■ **EXERCISE GOAL**: In the records below, locate the line containing "Look at the photo above. For each instance of the bush"; output that line and every following line through the last, exactly.

[Entries from a point annotation set]
------------------------------------------------------------------------

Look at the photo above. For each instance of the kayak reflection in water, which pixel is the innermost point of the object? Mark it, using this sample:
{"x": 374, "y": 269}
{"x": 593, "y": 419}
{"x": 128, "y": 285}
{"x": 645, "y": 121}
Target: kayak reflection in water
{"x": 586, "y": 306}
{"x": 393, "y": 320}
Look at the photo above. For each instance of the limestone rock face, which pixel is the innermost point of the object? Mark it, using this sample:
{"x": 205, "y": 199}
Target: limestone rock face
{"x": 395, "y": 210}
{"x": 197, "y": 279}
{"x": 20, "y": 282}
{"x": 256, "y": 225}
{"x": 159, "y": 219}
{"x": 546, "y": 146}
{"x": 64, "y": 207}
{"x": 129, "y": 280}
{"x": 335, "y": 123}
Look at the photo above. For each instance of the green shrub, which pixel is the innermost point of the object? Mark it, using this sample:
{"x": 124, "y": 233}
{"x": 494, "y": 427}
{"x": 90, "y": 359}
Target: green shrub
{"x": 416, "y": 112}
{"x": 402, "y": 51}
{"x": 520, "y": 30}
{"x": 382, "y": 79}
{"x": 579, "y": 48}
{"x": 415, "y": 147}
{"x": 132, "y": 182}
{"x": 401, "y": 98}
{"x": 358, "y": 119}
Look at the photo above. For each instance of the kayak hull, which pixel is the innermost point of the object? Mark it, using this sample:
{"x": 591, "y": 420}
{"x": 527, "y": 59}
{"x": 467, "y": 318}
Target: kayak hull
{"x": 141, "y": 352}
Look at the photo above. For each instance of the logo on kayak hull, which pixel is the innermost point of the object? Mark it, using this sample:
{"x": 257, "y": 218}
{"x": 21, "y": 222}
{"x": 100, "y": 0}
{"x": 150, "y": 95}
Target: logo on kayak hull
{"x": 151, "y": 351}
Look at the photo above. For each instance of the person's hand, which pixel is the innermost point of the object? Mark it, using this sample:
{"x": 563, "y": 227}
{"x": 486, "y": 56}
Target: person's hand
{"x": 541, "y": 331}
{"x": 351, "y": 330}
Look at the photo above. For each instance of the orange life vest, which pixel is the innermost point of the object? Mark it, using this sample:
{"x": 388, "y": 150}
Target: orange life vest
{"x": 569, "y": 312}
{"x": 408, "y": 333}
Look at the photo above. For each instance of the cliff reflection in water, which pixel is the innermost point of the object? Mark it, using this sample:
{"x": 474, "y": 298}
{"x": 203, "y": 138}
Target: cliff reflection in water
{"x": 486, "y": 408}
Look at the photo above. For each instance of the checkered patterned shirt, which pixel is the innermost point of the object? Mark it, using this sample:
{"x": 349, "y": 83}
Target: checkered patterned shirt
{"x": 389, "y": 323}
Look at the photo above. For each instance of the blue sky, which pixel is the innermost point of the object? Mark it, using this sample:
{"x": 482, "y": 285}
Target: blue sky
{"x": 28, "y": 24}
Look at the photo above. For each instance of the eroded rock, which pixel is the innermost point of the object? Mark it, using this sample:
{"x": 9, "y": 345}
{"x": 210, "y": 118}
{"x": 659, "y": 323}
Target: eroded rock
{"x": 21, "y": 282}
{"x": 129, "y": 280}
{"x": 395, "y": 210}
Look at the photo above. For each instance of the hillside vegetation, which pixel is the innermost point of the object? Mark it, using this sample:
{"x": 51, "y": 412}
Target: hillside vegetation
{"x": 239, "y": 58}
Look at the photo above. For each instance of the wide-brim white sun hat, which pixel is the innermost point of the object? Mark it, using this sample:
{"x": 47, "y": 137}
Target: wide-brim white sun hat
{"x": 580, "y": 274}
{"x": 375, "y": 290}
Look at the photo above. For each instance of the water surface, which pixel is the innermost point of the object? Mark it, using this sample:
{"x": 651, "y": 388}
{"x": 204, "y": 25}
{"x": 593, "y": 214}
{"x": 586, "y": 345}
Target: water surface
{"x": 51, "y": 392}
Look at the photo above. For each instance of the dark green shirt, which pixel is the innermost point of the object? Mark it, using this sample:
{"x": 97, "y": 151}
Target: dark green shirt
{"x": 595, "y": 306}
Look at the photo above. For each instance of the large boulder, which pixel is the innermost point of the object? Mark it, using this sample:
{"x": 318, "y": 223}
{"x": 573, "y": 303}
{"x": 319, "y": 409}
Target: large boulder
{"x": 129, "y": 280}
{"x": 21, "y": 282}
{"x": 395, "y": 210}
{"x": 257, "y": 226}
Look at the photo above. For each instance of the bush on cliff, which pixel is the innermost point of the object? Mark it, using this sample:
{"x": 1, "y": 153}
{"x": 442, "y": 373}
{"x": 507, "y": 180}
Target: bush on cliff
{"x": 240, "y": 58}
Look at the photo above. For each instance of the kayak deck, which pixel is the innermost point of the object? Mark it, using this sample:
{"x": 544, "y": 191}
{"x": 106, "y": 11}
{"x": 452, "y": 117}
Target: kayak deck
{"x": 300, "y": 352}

------------------------------------------------------------------------

■ **THE COMPLETED TASK**:
Look at the photo above. For each instance of the bush on cliff, which pixel is the innermost point of the object? Mark it, using this sample:
{"x": 1, "y": 153}
{"x": 442, "y": 373}
{"x": 507, "y": 180}
Target: bush on cliff
{"x": 240, "y": 58}
Look at the photo above. For each instance of the kayak deck, which pixel is the innermost point of the object? Mark it, using this sample:
{"x": 544, "y": 191}
{"x": 106, "y": 11}
{"x": 452, "y": 117}
Target: kayak deck
{"x": 300, "y": 352}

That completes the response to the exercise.